_TESTO FORNITO_.
————

«Siamo pronti a portare in parlamento alcuni profili dei decreti sicurezza che ci paiono meritevoli di essere cambiati. C’è già un accordo di massima tra le forze politiche». Da Madrid, dove si trova in visita ufficiale, il premier Giuseppe Conte conferma che il lavoro per rimettere mano ai decreti anti-immigrati voluti da Matteo Salvini potrebbe essere vicino alla fine. Oggi pomeriggio alle 17 al Viminale tornano a riunirsi i rappresentanti della maggioranza impegnati nella riscrittura dei provvedimenti. Nell’ultima riunione il M5S ha fatto passi avanti in direzione degli verso alleati presentando un documento in cui si propone di fatto la ricreazione del Sistema di protezione per richiedenti asilo e rifugiati (Sprar) più che dimezzato da Salvini quando era ministro dell’Interno, la riduzione da 180 a 90 giorni del tempo di detenzione nei Centri per i rimpatri (Cpr) e l’allargamento delle categorie per le quali è possibile accedere alla protezione umanitaria. Tutti punti che hanno trovato l’accordo di Pd, LeU e Italia Viva. Le posizioni restano invece ancora lontane su due punti: le multe alle navi delle ong impegnate nel salvataggio dei migranti, che i pentastellati vorrebbero mantenere per come erano previste nella versione originale del decreto sicurezza bis (tra i 10 mila e i 50 mila euro), mentre gli altri vorrebbero che non se parlasse proprio più. Infine i tempi del nuovo decreto, che il Movimento di Grillo vorrebbe far slittare a settembre. Su questo punto il premier ha preferito non sbilanciarsi: «Concorderemo un piano con i capigruppo – ha spiegato -perché il parlamento sta lavorando tantissimo per convertire i tanti decreti legge dovuti alla pandemia».

Quello che è certo è che non c’è tempo da perdere visto quanto accade tutti i giorni nel mediterraneo. Si è appena conclusa la vicenda della nave Ocean Viking con lo sbarco a Porto Empedocle di 180 migranti, che ieri Alarm Phone ha segnalato l’ennesima tragedia: un gommone riportato indietro dalla cosiddetta Guardia costiera libica dopo essere rimasto in mare una settimana durante la quale sette migranti sarebbero morti.

Di quanto accade nel tratto di mare tra la Libia e l’Italia ieri è tornato a parlare anche papa Francesco, in occasione del settimo anniversario della visita a Lampedusa, suo primo viaggio da pontefice. E lo ha fatto per condannare i respingimenti in mare dei migranti, riportati a forza in un paese, la Libia, che per loro è un «inferno», un «lager». «Ci danno una versione “distillata”», ha detto parlando di quanto accade nei centri di detenzione. «La guerra sì è brutta, lo sappiamo, ma voi non immaginate l’inferno che si vive lì, in quei “lager” di detenzione. E questa gente veniva soltanto con la speranza di attraversare il mare».

A chiedere la chiusura dei centri di detenzione libici è anche l’Oim, l’Organizzazione internazionale per le migrazioni, preoccupata oltre che dalle violenze compiute sui migranti anche dall’espandersi in Libia dell’epidemia di Coronavirus. c.l.

————

_DATI FORNITI_.
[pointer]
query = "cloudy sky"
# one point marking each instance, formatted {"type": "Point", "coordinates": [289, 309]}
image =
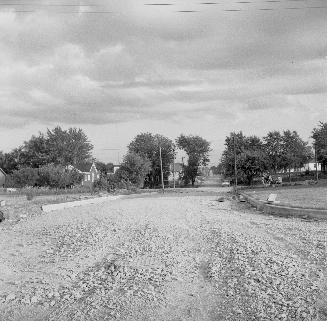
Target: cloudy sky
{"type": "Point", "coordinates": [120, 67]}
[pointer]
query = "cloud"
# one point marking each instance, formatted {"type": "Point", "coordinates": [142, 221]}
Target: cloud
{"type": "Point", "coordinates": [148, 63]}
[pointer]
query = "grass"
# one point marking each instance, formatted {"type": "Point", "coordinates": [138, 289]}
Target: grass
{"type": "Point", "coordinates": [303, 197]}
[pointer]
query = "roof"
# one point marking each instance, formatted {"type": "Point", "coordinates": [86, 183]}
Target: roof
{"type": "Point", "coordinates": [85, 168]}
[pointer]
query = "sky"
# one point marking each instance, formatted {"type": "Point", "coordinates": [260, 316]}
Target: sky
{"type": "Point", "coordinates": [117, 68]}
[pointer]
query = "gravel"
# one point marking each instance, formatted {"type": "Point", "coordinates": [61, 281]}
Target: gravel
{"type": "Point", "coordinates": [163, 258]}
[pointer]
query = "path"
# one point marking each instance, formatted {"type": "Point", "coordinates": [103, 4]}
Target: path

————

_OBIETTIVO DEL COMPITO_.
Traduci in inglese questa frase dell'articolo sui decreti sicurezza: «Oggi pomeriggio alle 17 al Viminale tornano a riunirsi i rappresentanti della maggioranza impegnati nella riscrittura dei provvedimenti.»

_RISPOSTA AL COMPITO_.
This afternoon at 5 p.m., the representatives of the majority who are working on rewriting the measures are meeting again at the Viminale.